■ MATERIAL FOR THE TASK
-=-=-=-=-

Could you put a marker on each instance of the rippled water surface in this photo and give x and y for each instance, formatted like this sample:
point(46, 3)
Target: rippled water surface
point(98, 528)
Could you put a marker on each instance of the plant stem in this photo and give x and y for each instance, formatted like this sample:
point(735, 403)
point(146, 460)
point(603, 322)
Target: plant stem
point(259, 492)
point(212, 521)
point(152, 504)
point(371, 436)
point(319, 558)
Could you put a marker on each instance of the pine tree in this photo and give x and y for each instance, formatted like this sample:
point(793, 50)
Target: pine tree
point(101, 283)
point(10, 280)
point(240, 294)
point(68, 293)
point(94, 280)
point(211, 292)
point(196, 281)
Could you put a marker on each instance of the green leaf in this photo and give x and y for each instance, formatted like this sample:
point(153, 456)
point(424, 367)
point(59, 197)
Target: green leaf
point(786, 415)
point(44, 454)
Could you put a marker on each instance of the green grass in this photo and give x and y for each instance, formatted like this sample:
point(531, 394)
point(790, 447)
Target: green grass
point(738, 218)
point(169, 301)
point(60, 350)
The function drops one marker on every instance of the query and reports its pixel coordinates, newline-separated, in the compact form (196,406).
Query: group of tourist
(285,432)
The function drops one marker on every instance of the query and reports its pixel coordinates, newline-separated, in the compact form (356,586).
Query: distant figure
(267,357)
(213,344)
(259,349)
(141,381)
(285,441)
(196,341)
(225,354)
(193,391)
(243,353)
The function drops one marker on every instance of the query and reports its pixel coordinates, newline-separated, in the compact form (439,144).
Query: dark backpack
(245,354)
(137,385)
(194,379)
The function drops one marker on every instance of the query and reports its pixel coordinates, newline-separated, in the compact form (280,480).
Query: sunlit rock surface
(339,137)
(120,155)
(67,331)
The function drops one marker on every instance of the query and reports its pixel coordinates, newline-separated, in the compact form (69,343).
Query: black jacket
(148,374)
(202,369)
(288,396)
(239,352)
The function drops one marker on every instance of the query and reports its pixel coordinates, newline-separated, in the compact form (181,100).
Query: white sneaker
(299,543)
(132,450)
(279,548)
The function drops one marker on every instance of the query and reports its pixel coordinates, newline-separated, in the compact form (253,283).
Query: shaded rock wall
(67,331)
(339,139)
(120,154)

-=-=-=-=-

■ WHAT THIS TASK INVOLVES
What the exercise needs is every record again, word for word.

■ RESULT OF THE EXERCISE
Could you put a marker on each instance of the rippled water surface in this photo and give x and y for each instance, formatted like this sample:
point(46, 3)
Target: rippled water surface
point(98, 528)
Could you put a marker on each instance of the plant stem in this photo and give x and y for each instance, formatted like this sample:
point(735, 403)
point(146, 460)
point(603, 322)
Target: plant stem
point(259, 492)
point(212, 521)
point(152, 504)
point(371, 436)
point(319, 558)
Could you put a marker on each instance of the pine tree in this photo and give x and y for each instance, formatted like this sample:
point(793, 50)
Target: pine tree
point(101, 283)
point(10, 280)
point(240, 294)
point(68, 293)
point(94, 280)
point(211, 292)
point(196, 281)
Could you put a marker on each instance of the green leaf in this photo and give x and y for each instance, formatted like this sample:
point(153, 456)
point(424, 367)
point(59, 197)
Target: green leaf
point(786, 415)
point(44, 454)
Could you put a marker on each instance of the green grass in this photo and give x and y for each instance, formatted like this sample:
point(531, 394)
point(790, 447)
Target: green grass
point(738, 218)
point(169, 301)
point(60, 350)
The function drops one marker on every instance of the query and reports its pixel coordinates, newline-separated, in the compact form (196,406).
Query: group of tourist
(285,432)
The function drops one marker on every instance of the query and reports its pixel coordinates, newline-separated, in the compact form (356,586).
Query: distant figure
(267,357)
(213,344)
(259,349)
(141,381)
(285,441)
(196,341)
(225,354)
(193,391)
(243,353)
The function drops one marker on every instance of the query and reports its pixel coordinates, newline-separated, in the compact form (439,144).
Query: dark backpack
(245,354)
(137,385)
(194,379)
The function drops one marker on every instance of the query and reports its pixel coordinates, newline-separated, in the compact form (280,480).
Query: sunlit rock surface
(339,137)
(120,155)
(67,331)
The function drops one marker on every instance of the query and reports its pixel coordinates, newline-separated, in the compact form (69,343).
Query: black jacket
(148,374)
(202,369)
(288,396)
(239,352)
The function drops one marker on every instance of the query and reports its pixel coordinates, newline-separated, in the compact form (181,100).
Query: white sneaker
(299,543)
(132,450)
(279,548)
The function drops one marker on every instance of the query and reports its pixel coordinates, newline-separated, in the compact form (253,283).
Query: shaded rock wall
(67,331)
(339,139)
(120,154)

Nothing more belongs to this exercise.